• [Text under study]:
It is not the time to splash on new vehicles and flashy infrastructure projects, but to focus on service provision and addressing key challenges that are facing the common people.
The next government needs to stand for conscience gain by actually doing the 'right' thing. Kenyans of all walks of life are hungry for a conscientious state that stands for the right thing and actually puts their money where their mouth is.
Fighting and eliminating corruption is the single most important talk the new government should embark on.
It is not the right time to reward obvious cronies and family members with posh government jobs but emulating Singapore; it is time to promote meritocracy while shunning mediocrity, especially for key positions that the public’s trust needs to be built on.
As soon as the new government is sworn in, it needs to hit the ground running and implement interventionist sustainable policies and programmes that will reduce the cost of living from day one.
The new government needs to lay out a plan and roll out an economic stimulus and recovery plan within the first 100 days.
In the agriculture sector, there is a need to initiate innovative and entrepreneurial approaches to agriculture and promote agro-processing and value addition by reviewing policies, laws, standards and norms to guide the sector to introduce a minimum return guarantee framework for farmers.

• [Task A]:
Answer these questions about the passage on the new Kenyan government's priorities, marking each answer (i), (ii) or (iii) to match its question:
(i) What does the passage name as the single most important thing the new government should take on?
(ii) Which country does it say the government should emulate in promoting meritocracy?
(iii) Within what period should the economic stimulus and recovery plan be rolled out?
• [Task B]: Carry on the passage about the new Kenyan government's priorities, starting after its closing sentence on the agriculture sector.

• [Provided records]:
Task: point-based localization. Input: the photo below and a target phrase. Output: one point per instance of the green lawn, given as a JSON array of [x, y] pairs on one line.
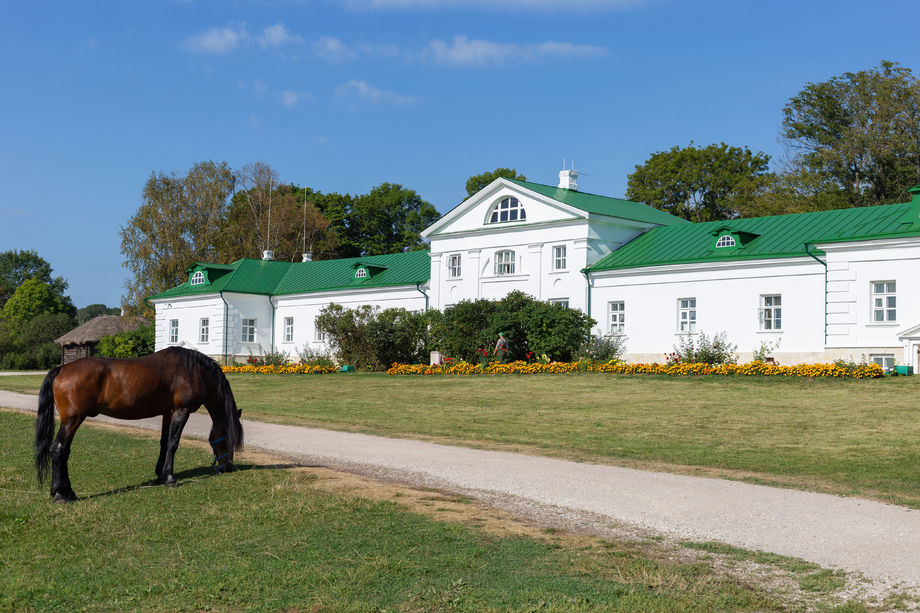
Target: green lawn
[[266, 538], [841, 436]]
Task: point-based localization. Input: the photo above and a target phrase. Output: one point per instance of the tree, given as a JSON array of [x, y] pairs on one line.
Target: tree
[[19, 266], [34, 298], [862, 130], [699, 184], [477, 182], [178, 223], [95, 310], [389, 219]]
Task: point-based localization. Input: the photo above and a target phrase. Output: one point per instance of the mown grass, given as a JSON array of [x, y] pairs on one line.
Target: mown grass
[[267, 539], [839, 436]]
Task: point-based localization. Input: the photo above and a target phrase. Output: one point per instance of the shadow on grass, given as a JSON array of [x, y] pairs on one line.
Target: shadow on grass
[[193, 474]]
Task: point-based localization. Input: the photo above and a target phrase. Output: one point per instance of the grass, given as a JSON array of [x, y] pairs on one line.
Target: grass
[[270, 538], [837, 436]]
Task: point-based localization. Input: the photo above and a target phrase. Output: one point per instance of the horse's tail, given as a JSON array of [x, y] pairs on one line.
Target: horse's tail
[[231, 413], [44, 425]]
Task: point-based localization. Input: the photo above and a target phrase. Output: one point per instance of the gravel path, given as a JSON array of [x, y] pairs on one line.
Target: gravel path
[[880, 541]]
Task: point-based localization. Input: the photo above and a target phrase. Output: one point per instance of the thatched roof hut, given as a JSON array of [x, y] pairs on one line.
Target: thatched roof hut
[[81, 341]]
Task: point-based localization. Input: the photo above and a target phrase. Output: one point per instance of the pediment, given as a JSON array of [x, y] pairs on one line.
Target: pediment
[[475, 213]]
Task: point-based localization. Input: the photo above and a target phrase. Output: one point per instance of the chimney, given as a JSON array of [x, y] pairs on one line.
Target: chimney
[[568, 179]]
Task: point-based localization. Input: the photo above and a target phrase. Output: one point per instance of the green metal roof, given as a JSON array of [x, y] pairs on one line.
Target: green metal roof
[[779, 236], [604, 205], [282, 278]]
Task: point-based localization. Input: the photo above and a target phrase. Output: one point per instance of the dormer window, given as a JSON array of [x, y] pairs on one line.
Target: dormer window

• [Reply A]:
(i) Fighting and eliminating corruption.
(ii) Singapore.
(iii) Within the first 100 days.

• [Reply B]:
The livestock sector needs to be reinvigorated through improved access to affordable credit facilities for production and the establishment of an insurance scheme backed by an appropriate legal framework.
To promote environmental conservation and protect our wildlife resources, the new government should propose a life sentence as punishment for the offence of poaching, trafficking, and possession of ivory and begin progressive investment in high-level surveillance for national and wildlife parks.
Through the Kenya Wildlife Training Institute (KWSTI) and other institutions of higher learning, the government will promote research and innovation aligned to the exploitation, utilisation, conservation and management of the environment and natural resources.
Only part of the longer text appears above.